--- TEXT PROVIDED ---
D2OFF: Control Input. A rising edge above 1.235V turns
off the external ideal diode MOSFET in the IN2 supply path
and a falling edge below 1.215V allows the MOSFET to be
turned on. Connect this pin to an external resistive divider
from IN1 to make IN1 the higher priority input supply when
IN1 and IN2 are equal.
D2SRC: Ideal Diode MOSFET Gate Drive Return. Connect
this pin to the source of the external N-channel MOSFET
switch in the IN2 power path. The gate fast pull-down current returns through this pin when DGATE2 is discharged.
DSTAT1: Diode MOSFET Status Output. Open drain output that pulls low when the MOSFET gate drive voltage
between DGATE1 and IN1 exceeds 0.7V indicating that the
MOSFET diode path is on. Otherwise it goes high impedance. It requires an external pull-up resistor to a positive
supply. Leave open if unused.
8
DSTAT2: Diode MOSFET Status Output. Open drain output that pulls low when the MOSFET gate drive voltage
between DGATE2 and D2SRC exceeds 0.7V indicating
that the MOSFET diode path is on. Otherwise it goes high
impedance. It requires an external pull-up resistor to a
positive supply. Leave open if unused.

--- PROVIDED DATA ---
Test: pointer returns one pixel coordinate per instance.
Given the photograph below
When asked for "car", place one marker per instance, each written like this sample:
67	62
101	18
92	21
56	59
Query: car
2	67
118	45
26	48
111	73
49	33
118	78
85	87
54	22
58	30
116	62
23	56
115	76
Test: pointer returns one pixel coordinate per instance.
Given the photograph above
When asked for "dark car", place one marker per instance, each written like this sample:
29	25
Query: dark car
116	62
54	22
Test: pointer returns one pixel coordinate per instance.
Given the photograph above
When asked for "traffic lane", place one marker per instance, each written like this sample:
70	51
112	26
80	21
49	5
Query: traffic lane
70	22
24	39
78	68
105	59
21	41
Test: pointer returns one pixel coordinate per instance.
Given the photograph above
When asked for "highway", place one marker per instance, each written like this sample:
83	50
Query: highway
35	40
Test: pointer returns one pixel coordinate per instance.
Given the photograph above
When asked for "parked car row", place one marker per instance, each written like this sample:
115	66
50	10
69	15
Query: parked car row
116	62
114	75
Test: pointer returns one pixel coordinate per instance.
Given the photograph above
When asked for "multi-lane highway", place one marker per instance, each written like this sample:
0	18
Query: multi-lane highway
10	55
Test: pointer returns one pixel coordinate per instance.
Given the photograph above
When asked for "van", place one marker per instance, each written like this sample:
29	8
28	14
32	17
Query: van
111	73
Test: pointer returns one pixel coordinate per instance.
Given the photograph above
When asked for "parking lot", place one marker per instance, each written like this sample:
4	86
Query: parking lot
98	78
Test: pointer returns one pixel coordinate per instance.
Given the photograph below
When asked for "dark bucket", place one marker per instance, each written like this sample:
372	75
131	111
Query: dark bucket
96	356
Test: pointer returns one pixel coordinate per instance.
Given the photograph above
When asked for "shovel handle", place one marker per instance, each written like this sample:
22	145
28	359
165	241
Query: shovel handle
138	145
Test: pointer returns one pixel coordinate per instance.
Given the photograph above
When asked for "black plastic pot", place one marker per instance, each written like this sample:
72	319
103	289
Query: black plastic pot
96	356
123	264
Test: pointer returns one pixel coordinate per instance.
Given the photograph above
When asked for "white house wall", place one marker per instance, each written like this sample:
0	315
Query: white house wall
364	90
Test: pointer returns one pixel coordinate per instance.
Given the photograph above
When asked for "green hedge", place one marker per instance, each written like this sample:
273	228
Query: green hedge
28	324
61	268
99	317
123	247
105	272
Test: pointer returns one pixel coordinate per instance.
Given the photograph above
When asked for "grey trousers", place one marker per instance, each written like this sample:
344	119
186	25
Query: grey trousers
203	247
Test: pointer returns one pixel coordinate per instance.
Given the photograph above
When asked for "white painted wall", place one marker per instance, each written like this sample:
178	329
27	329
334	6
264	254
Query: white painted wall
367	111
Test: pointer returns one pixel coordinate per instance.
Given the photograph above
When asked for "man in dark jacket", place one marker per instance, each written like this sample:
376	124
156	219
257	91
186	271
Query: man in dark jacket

--- ACTIONS TO TAKE ---
1 > In the pin descriptions, what voltage must a rising edge on D2OFF rise above to turn off the external ideal diode MOSFET in the IN2 supply path?
2 > Write out a passage of the pin descriptions word for word. Begin at the words "D2OFF: Control Input." and stop after "IN2 are equal.".

--- WRITTEN ANSWERS ---
1 > 1.235V

2 >
D2OFF: Control Input. A rising edge above 1.235V turns
off the external ideal diode MOSFET in the IN2 supply path
and a falling edge below 1.215V allows the MOSFET to be
turned on. Connect this pin to an external resistive divider
from IN1 to make IN1 the higher priority input supply when
IN1 and IN2 are equal.